• To do:
Output the entries word for word. Omit images.

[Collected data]
__________________________________________________

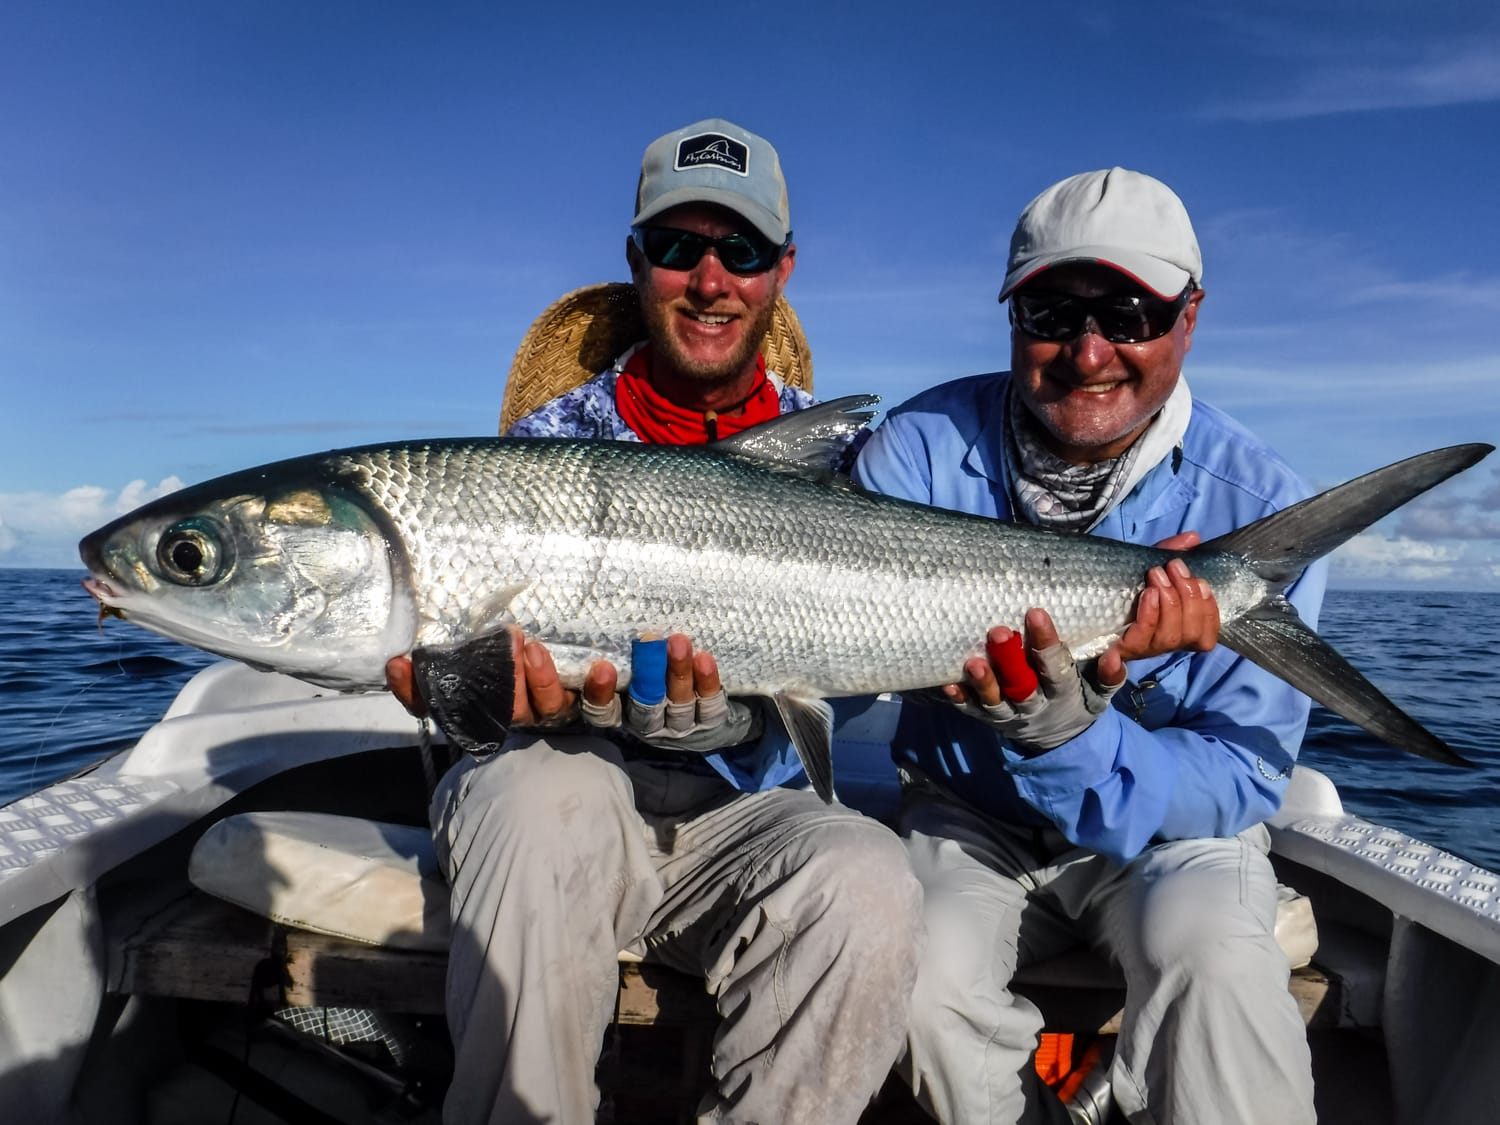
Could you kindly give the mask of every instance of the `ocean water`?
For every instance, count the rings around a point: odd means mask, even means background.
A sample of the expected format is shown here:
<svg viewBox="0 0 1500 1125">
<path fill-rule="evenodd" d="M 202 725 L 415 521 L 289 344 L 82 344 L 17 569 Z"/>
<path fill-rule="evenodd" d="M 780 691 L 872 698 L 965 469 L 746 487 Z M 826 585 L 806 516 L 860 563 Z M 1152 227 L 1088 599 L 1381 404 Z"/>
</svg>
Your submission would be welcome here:
<svg viewBox="0 0 1500 1125">
<path fill-rule="evenodd" d="M 0 804 L 135 744 L 216 657 L 115 618 L 83 570 L 0 570 Z"/>
<path fill-rule="evenodd" d="M 132 745 L 215 658 L 98 621 L 81 571 L 0 570 L 0 804 Z M 1500 871 L 1500 595 L 1330 592 L 1320 631 L 1459 753 L 1461 770 L 1317 708 L 1301 760 L 1345 808 Z"/>
</svg>

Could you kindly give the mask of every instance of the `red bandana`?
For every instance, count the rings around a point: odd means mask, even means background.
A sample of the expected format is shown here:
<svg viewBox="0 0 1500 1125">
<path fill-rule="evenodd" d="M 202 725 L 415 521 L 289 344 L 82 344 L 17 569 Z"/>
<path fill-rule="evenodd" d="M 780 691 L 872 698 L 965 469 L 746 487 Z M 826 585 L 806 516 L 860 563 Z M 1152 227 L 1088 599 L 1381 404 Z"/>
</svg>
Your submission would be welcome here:
<svg viewBox="0 0 1500 1125">
<path fill-rule="evenodd" d="M 766 377 L 766 361 L 755 355 L 755 389 L 743 402 L 725 410 L 684 410 L 668 402 L 650 380 L 651 345 L 625 361 L 615 381 L 615 409 L 644 442 L 653 445 L 703 445 L 758 426 L 781 413 L 781 396 Z"/>
</svg>

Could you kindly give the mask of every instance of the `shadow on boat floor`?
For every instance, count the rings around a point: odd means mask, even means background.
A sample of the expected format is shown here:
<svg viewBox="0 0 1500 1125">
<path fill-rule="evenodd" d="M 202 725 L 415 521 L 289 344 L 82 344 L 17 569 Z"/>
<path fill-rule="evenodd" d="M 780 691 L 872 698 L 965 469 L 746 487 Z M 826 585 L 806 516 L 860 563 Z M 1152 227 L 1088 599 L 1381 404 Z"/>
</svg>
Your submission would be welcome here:
<svg viewBox="0 0 1500 1125">
<path fill-rule="evenodd" d="M 141 1092 L 139 1119 L 147 1125 L 438 1125 L 451 1066 L 441 1020 L 388 1021 L 373 1032 L 355 1032 L 368 1036 L 363 1041 L 333 1046 L 320 1034 L 321 1010 L 298 1015 L 308 1030 L 279 1019 L 251 1022 L 234 1005 L 180 1003 L 177 1049 Z M 159 1013 L 158 1022 L 161 1017 L 171 1019 Z M 1390 1125 L 1380 1042 L 1348 1031 L 1313 1032 L 1309 1041 L 1322 1125 Z M 612 1028 L 600 1061 L 601 1125 L 691 1122 L 708 1052 L 691 1028 Z M 79 1107 L 79 1125 L 124 1120 L 118 1102 L 85 1101 L 93 1105 Z M 893 1076 L 860 1125 L 929 1121 Z M 1112 1117 L 1108 1125 L 1124 1125 L 1123 1118 Z"/>
</svg>

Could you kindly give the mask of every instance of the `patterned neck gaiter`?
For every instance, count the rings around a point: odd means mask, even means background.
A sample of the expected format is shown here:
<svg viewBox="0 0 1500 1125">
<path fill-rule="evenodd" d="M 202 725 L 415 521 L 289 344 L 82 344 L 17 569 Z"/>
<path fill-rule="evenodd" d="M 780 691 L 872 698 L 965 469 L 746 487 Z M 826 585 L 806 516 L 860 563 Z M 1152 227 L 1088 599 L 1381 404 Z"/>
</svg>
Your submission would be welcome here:
<svg viewBox="0 0 1500 1125">
<path fill-rule="evenodd" d="M 1046 447 L 1040 423 L 1014 386 L 1005 418 L 1005 459 L 1017 512 L 1058 531 L 1087 531 L 1098 523 L 1123 489 L 1141 443 L 1119 457 L 1075 465 Z"/>
</svg>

__________________________________________________

• Output for this exercise:
Could you kindly give the mask of every instance of the `ocean water`?
For every instance, count the rings around a point: odd means mask, even means background.
A sample of the expected format is shown here:
<svg viewBox="0 0 1500 1125">
<path fill-rule="evenodd" d="M 202 725 L 415 521 L 289 344 L 82 344 L 17 569 Z"/>
<path fill-rule="evenodd" d="M 780 691 L 872 698 L 965 469 L 746 487 Z M 826 585 L 806 516 L 860 563 Z M 1152 227 L 1088 599 L 1381 404 Z"/>
</svg>
Your submission would be welcome here:
<svg viewBox="0 0 1500 1125">
<path fill-rule="evenodd" d="M 0 804 L 135 744 L 216 657 L 115 618 L 83 570 L 0 570 Z"/>
<path fill-rule="evenodd" d="M 132 745 L 215 658 L 98 621 L 81 571 L 0 570 L 0 804 Z M 1500 871 L 1500 595 L 1330 592 L 1320 631 L 1459 753 L 1461 770 L 1317 708 L 1301 760 L 1345 808 Z"/>
</svg>

Could you kindly give the mask of every instance of the `red bandana`?
For every instance, count the rings around a point: odd means mask, even means background.
A sample of the expected format is shown here:
<svg viewBox="0 0 1500 1125">
<path fill-rule="evenodd" d="M 202 725 L 415 521 L 289 344 L 82 344 L 17 569 Z"/>
<path fill-rule="evenodd" d="M 780 691 L 872 698 L 965 469 L 746 487 Z M 826 585 L 806 516 L 860 563 Z M 1152 227 L 1088 599 L 1381 404 Z"/>
</svg>
Your submission would be welcome here:
<svg viewBox="0 0 1500 1125">
<path fill-rule="evenodd" d="M 766 377 L 766 361 L 755 355 L 755 389 L 743 402 L 725 410 L 684 410 L 668 402 L 650 380 L 651 345 L 625 361 L 615 381 L 615 409 L 644 442 L 653 445 L 703 445 L 758 426 L 781 413 L 781 396 Z"/>
</svg>

Could you kindly give the mask of every instance of the `shadow on boat floor`?
For every instance, count the rings around a point: odd means mask, even means background.
A sample of the expected format is shown here:
<svg viewBox="0 0 1500 1125">
<path fill-rule="evenodd" d="M 202 725 L 415 521 L 289 344 L 82 344 L 17 569 Z"/>
<path fill-rule="evenodd" d="M 780 691 L 872 698 L 965 469 L 746 487 Z M 826 585 L 806 516 L 860 563 Z M 1152 227 L 1088 599 L 1381 404 Z"/>
</svg>
Your submission would be welcome here:
<svg viewBox="0 0 1500 1125">
<path fill-rule="evenodd" d="M 141 1092 L 139 1119 L 147 1125 L 438 1125 L 451 1066 L 441 1020 L 388 1021 L 373 1032 L 355 1032 L 368 1036 L 363 1041 L 333 1046 L 320 1034 L 321 1010 L 298 1015 L 308 1030 L 279 1019 L 251 1022 L 234 1005 L 180 1003 L 177 1049 Z M 159 1013 L 158 1022 L 161 1017 L 171 1019 Z M 1390 1125 L 1380 1042 L 1348 1031 L 1313 1032 L 1309 1041 L 1322 1125 Z M 612 1028 L 600 1061 L 601 1125 L 691 1122 L 708 1052 L 691 1028 Z M 79 1107 L 79 1125 L 124 1120 L 118 1102 L 85 1101 L 93 1105 Z M 893 1076 L 860 1125 L 929 1121 Z M 1112 1117 L 1108 1125 L 1124 1125 L 1123 1118 Z"/>
</svg>

Could you kindly give the mask of every instance of the `patterned neck gaiter`?
For every instance, count the rings around a point: odd means mask, even means background.
A sample of the expected format is shown here:
<svg viewBox="0 0 1500 1125">
<path fill-rule="evenodd" d="M 202 725 L 415 521 L 289 344 L 82 344 L 17 569 Z"/>
<path fill-rule="evenodd" d="M 780 691 L 872 698 L 965 469 L 746 487 Z M 826 585 L 806 516 L 860 563 Z M 1152 227 L 1088 599 L 1381 404 Z"/>
</svg>
Your submission would be welcome here:
<svg viewBox="0 0 1500 1125">
<path fill-rule="evenodd" d="M 1046 447 L 1040 423 L 1014 386 L 1005 418 L 1005 459 L 1017 512 L 1058 531 L 1087 531 L 1098 523 L 1123 489 L 1141 443 L 1119 457 L 1075 465 Z"/>
</svg>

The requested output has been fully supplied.